• [To do]
What follows is a set of records; restate each one word for word and drop the pictures.

• [Records supplied]
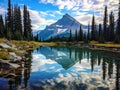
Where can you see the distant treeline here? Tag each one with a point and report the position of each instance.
(108, 31)
(13, 27)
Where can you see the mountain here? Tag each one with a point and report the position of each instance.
(61, 28)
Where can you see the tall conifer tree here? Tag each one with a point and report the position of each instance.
(117, 37)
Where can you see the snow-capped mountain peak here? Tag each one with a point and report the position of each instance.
(60, 28)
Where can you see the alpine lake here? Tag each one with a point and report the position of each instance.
(64, 68)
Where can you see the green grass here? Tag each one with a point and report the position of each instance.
(4, 55)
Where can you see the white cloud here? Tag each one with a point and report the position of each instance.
(38, 21)
(80, 7)
(2, 10)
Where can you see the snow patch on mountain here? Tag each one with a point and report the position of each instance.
(61, 28)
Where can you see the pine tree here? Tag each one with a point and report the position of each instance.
(27, 24)
(1, 27)
(12, 23)
(117, 37)
(30, 35)
(88, 33)
(100, 34)
(76, 36)
(111, 27)
(17, 23)
(105, 32)
(80, 34)
(93, 31)
(8, 23)
(70, 37)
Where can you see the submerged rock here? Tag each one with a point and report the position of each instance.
(14, 57)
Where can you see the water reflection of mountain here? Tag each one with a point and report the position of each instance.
(67, 57)
(15, 78)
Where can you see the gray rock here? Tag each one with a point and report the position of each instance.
(14, 57)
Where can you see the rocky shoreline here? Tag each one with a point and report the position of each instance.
(12, 55)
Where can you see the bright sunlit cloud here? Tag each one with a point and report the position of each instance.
(46, 12)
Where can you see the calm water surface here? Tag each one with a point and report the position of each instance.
(62, 68)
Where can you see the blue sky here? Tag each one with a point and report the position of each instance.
(46, 12)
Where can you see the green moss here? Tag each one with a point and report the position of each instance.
(4, 55)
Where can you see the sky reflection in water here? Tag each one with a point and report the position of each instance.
(69, 69)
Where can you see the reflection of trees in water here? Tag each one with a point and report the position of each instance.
(27, 70)
(106, 59)
(118, 74)
(14, 76)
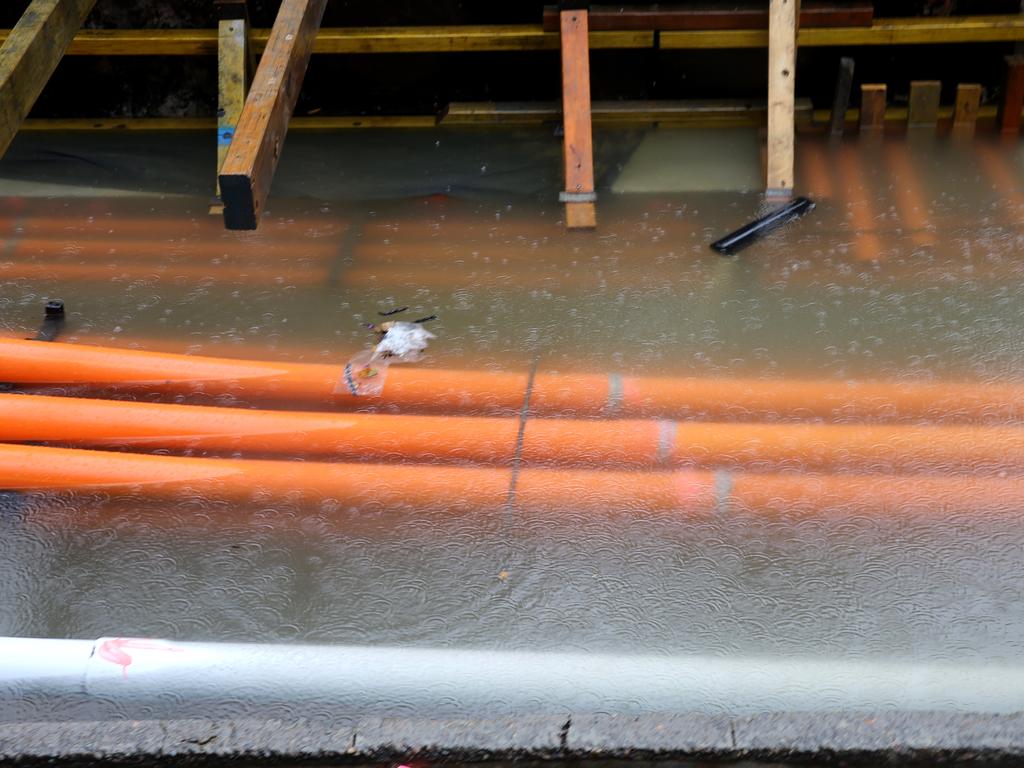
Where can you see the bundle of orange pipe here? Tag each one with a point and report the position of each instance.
(686, 493)
(617, 443)
(31, 364)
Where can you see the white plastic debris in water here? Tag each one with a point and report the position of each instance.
(365, 373)
(363, 376)
(402, 342)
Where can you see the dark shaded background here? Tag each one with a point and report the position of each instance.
(410, 84)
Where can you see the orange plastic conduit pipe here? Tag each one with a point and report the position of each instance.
(626, 442)
(32, 468)
(35, 363)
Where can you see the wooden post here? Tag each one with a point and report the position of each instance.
(579, 147)
(1013, 95)
(252, 158)
(924, 110)
(872, 107)
(844, 82)
(781, 94)
(232, 76)
(31, 53)
(966, 112)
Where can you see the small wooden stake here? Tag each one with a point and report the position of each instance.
(924, 109)
(844, 82)
(1013, 95)
(31, 53)
(781, 95)
(579, 147)
(872, 107)
(252, 158)
(968, 103)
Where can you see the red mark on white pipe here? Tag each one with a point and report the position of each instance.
(114, 650)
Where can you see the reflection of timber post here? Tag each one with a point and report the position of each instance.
(579, 147)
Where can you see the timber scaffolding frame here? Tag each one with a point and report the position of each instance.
(250, 136)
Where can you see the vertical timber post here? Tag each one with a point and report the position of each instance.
(579, 147)
(924, 109)
(966, 112)
(872, 107)
(232, 77)
(1013, 95)
(841, 102)
(781, 95)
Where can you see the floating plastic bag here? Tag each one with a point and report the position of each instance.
(364, 376)
(402, 342)
(365, 373)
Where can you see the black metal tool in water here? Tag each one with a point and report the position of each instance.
(53, 320)
(745, 235)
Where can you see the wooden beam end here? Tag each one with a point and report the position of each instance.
(581, 215)
(240, 205)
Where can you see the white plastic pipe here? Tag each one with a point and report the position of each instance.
(156, 674)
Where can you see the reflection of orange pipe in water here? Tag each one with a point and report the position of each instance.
(110, 249)
(32, 363)
(866, 245)
(998, 167)
(909, 198)
(685, 493)
(624, 442)
(173, 226)
(271, 274)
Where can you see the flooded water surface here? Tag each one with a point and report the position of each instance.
(598, 508)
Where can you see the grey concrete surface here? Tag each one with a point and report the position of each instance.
(824, 738)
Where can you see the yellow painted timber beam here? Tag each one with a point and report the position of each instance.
(532, 37)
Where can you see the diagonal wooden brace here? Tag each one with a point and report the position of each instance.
(31, 53)
(252, 157)
(579, 144)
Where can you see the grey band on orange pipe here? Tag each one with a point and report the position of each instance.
(417, 487)
(509, 441)
(89, 369)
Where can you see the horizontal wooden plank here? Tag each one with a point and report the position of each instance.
(933, 30)
(893, 115)
(706, 16)
(883, 32)
(527, 113)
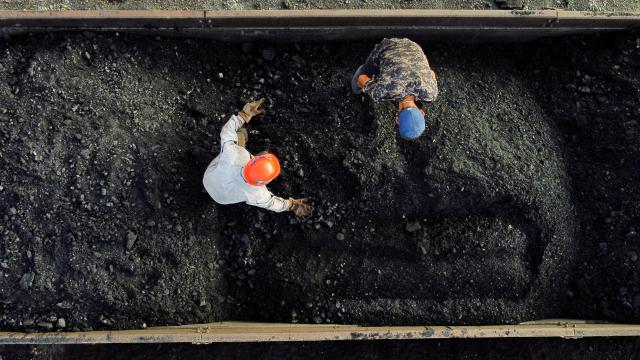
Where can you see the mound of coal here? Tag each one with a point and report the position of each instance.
(105, 139)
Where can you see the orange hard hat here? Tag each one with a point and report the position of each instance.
(261, 169)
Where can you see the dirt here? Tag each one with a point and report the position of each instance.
(517, 205)
(602, 348)
(579, 5)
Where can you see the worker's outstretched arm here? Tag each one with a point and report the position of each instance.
(266, 200)
(229, 132)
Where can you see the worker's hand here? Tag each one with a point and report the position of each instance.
(363, 80)
(299, 207)
(249, 110)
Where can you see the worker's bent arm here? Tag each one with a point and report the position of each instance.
(268, 201)
(229, 132)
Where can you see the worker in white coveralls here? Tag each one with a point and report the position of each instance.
(236, 176)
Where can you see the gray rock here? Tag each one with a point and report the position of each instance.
(247, 47)
(131, 240)
(27, 280)
(413, 226)
(64, 305)
(45, 325)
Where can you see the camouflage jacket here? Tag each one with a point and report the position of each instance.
(399, 68)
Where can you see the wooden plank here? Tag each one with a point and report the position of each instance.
(266, 332)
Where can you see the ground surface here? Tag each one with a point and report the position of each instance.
(518, 204)
(582, 5)
(538, 349)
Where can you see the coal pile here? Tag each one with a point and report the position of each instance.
(503, 212)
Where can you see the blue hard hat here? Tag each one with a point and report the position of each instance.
(411, 123)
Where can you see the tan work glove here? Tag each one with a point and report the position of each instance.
(251, 109)
(299, 207)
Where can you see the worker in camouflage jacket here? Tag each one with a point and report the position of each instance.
(398, 70)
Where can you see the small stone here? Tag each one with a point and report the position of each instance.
(584, 89)
(413, 226)
(27, 280)
(64, 305)
(269, 53)
(45, 325)
(131, 239)
(247, 47)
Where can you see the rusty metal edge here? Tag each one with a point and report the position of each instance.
(269, 332)
(288, 18)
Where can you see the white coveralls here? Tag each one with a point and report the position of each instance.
(223, 178)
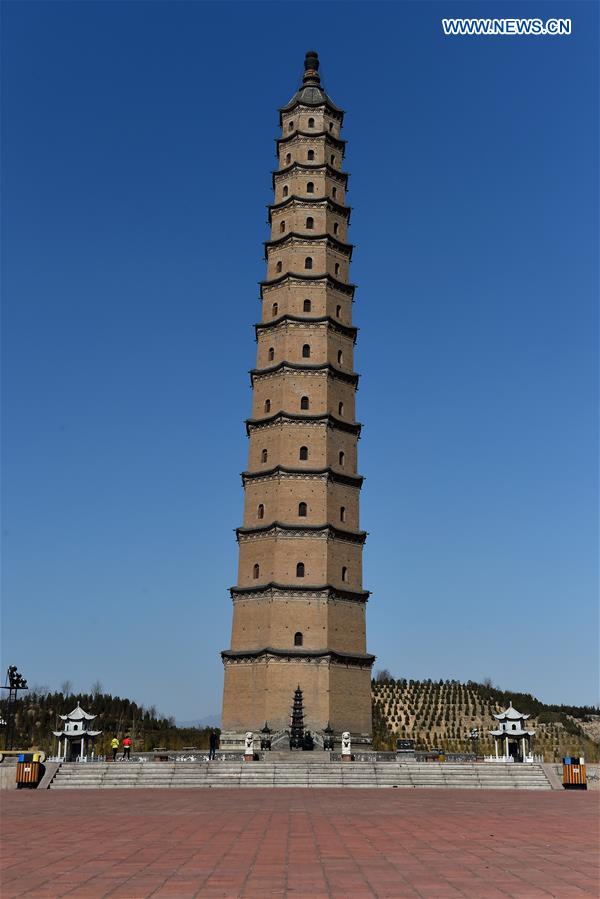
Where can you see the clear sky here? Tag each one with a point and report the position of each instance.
(137, 149)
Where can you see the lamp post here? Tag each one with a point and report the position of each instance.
(328, 737)
(474, 735)
(14, 683)
(265, 740)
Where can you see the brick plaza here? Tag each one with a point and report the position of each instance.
(313, 843)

• [Solved exercise]
Where can you see the distant treeline here? Tag each one with a point and report the position of each instance.
(108, 31)
(13, 27)
Where can you see the mountain here? Tag each one with a point and report the position of each instance.
(61, 28)
Where can you see the tall conifer tree here? Tag each one with a point and report the position of each instance.
(117, 37)
Where can you see the snow-capped mountain peak here? Tag each one with a point and report the position of each instance.
(60, 28)
Where can you see the alpine lake here? Tag each one with a point and report the position of each instance.
(64, 68)
Where can you see the green grass here? Tag each one with a point and report the position of each instance.
(4, 55)
Where can you see the white cloud here? Tag each one with a point and report the position of each instance.
(38, 21)
(80, 7)
(2, 10)
Where can you see the snow patch on mountain here? Tag each one with a point and report the position of each instance.
(61, 28)
Where can you see the pine tree here? Tag each one with a point and report the position of each instance.
(27, 24)
(1, 27)
(12, 23)
(117, 37)
(30, 35)
(88, 33)
(100, 34)
(76, 36)
(111, 27)
(17, 23)
(105, 32)
(80, 34)
(93, 31)
(8, 23)
(70, 37)
Where can you see the submerged rock here? Tag each one with a point and report the position of each instance.
(14, 57)
Where can you see the water reflection of mountain here? Tag each one with a point and report the position of each instance.
(67, 57)
(15, 78)
Where can you see the gray rock here? Tag each one with a point and report the position of each instance.
(14, 57)
Where can you see the rocky shoreline here? Tag each one with a point and report the position of each instance.
(12, 55)
Where can you see the bright sunlit cloud here? Tag each one with a point and report the position of each instance.
(46, 12)
Where can you see the calm water surface here? Tag each one with a point and report the position of each instance.
(62, 68)
Where can you see the blue sky here? Tag each one with a point and report the position of each instance.
(46, 12)
Where can you see the green moss here? Tag each one with a point and report the position of each instance.
(4, 55)
Where can you see the sky reflection in water here? Tag each one with a point and report the position of each instance.
(69, 69)
Where can you see the reflection of trees in water here? Tag each one with a point and report the position of each instance.
(27, 70)
(106, 59)
(118, 74)
(14, 76)
Where can you see the bundle of orange pipe here? Tag each one with a point and report the position of each instance.
(686, 493)
(617, 443)
(31, 364)
Where can you see the white plastic debris in water here? Tag each one with a point and report the position of each instance.
(365, 373)
(363, 376)
(402, 342)
Where can you see the dark shaded background here? Tag each one with a point and report the position of each instance.
(410, 84)
Where can you see the orange plastic conduit pipe here? Tag each one with a point and report the position of each instance.
(626, 442)
(32, 468)
(35, 363)
Where can you see the wooden post here? Tag each one with a point and report the position of each instance.
(579, 147)
(1013, 95)
(252, 158)
(924, 110)
(872, 107)
(844, 82)
(781, 94)
(232, 76)
(31, 53)
(966, 112)
Where can you see the small wooden stake here? Tag each one with a point and report the position of each instance.
(924, 109)
(844, 82)
(1013, 95)
(31, 53)
(781, 95)
(579, 147)
(872, 107)
(252, 158)
(968, 103)
Where can you see the red mark on white pipe here? Tag each one with a point and report the position of each instance.
(114, 650)
Where can you see the reflection of timber post here? Tag each one with a point and report the position of each instance.
(579, 147)
Where can you see the timber scaffolding frame here? Tag each one with a point and report the position of each instance.
(250, 136)
Where can you see the vertical timber post here? Tag each one with a point and report the position of each instance.
(579, 147)
(924, 109)
(966, 112)
(872, 107)
(232, 77)
(1013, 95)
(841, 102)
(781, 95)
Where can you see the floating plastic bag here? Tag each one with a point and report the position of each instance.
(364, 376)
(402, 342)
(365, 373)
Where can you see the black metal tool in water here? Tag each one with a point and report the position of each instance.
(53, 320)
(745, 235)
Where can you see the wooden beam end here? Tag each one with a point and report the position of each instance.
(581, 215)
(240, 205)
Where can you see the white plastic pipe here? Tag each one with a point and report the position of each instance.
(156, 674)
Where can you see the reflection of orange pipe in water here? Tag each one with a point and report the position of each instance.
(110, 249)
(32, 363)
(866, 245)
(998, 167)
(909, 198)
(685, 493)
(624, 442)
(173, 226)
(271, 274)
Where can you see the flooded water surface here? Tag each one with a point and report the position of each instance.
(598, 508)
Where can you see the grey concrete surface here? Tag each one with a point and report the position of each instance.
(824, 738)
Where can you see the yellow painted timber beam here? Tag each one with a point and report the position of each instance.
(532, 37)
Where can you see the diagonal wooden brace here? Tag each one with a point and report the position of each instance.
(31, 53)
(252, 157)
(579, 144)
Where can you see the grey band on orange pipe here? Tag each one with a point and report the position of each instance.
(417, 487)
(509, 441)
(89, 369)
Where can you see the horizontal wooden plank here? Tag each one with a point and report the position of each instance.
(933, 30)
(893, 115)
(706, 16)
(883, 32)
(527, 113)
Where can you see the mound of coal here? Tag each one with a point and report the position of each instance.
(105, 139)
Where can you see the orange hard hat here? Tag each one with a point and report the position of each instance.
(261, 169)
Where can you see the dirt here? Tag each one with a point and report the position of each instance.
(517, 205)
(602, 348)
(579, 5)
Where can you see the worker's outstretched arm here? Tag each one with a point and report the position of each instance.
(266, 200)
(229, 132)
Where can you see the worker's hand here? Tag each one with a point and report the position of each instance.
(363, 80)
(299, 207)
(249, 110)
Where can you see the worker's bent arm here? Tag each one with a point and report the position of each instance.
(268, 201)
(229, 132)
Where can you see the worker in white coveralls here? Tag each one with a point and report the position of each instance.
(236, 176)
Where can you see the gray rock here? Tag each one with a point and report the position of each instance.
(247, 47)
(131, 240)
(27, 280)
(413, 226)
(64, 305)
(45, 325)
Where can you see the camouflage jacket here? Tag each one with a point and report the position of each instance.
(399, 68)
Where can you see the wooden plank here? Tag each one with a point and report the position of each instance.
(266, 332)
Where can you see the ground surface here? Tag each one with a point and report the position of each instance.
(518, 204)
(582, 5)
(538, 349)
Where can you see the coal pile here? Tag each one with a point and report the position of each instance.
(503, 212)
Where can you see the blue hard hat here? Tag each one with a point and report the position of each instance.
(411, 123)
Where can you see the tan work glove here? Tag each one with a point and report the position of each instance.
(251, 109)
(299, 207)
Where can you see the worker in camouflage jacket here? Tag each one with a point and report the position of each instance.
(398, 70)
Where can you see the small stone here? Tag each one with a point and report the position of each instance.
(584, 89)
(413, 226)
(27, 280)
(64, 305)
(269, 53)
(45, 325)
(131, 239)
(247, 47)
Where can you see the rusty metal edge here? Tag each one with a point and report the position of each instance.
(269, 332)
(288, 18)
Where can you see the white coveralls here? Tag each one with a point and report the position of each instance.
(223, 178)
Where can you see the clear sky here? Tag each one with a point and report the position of each instance.
(137, 149)
Where can you see the lamp post here? Tag each one with a point and report the position of each instance.
(328, 737)
(474, 735)
(14, 683)
(265, 740)
Where can you see the brick plaza here? Tag each one with a point and report the position of each instance.
(313, 843)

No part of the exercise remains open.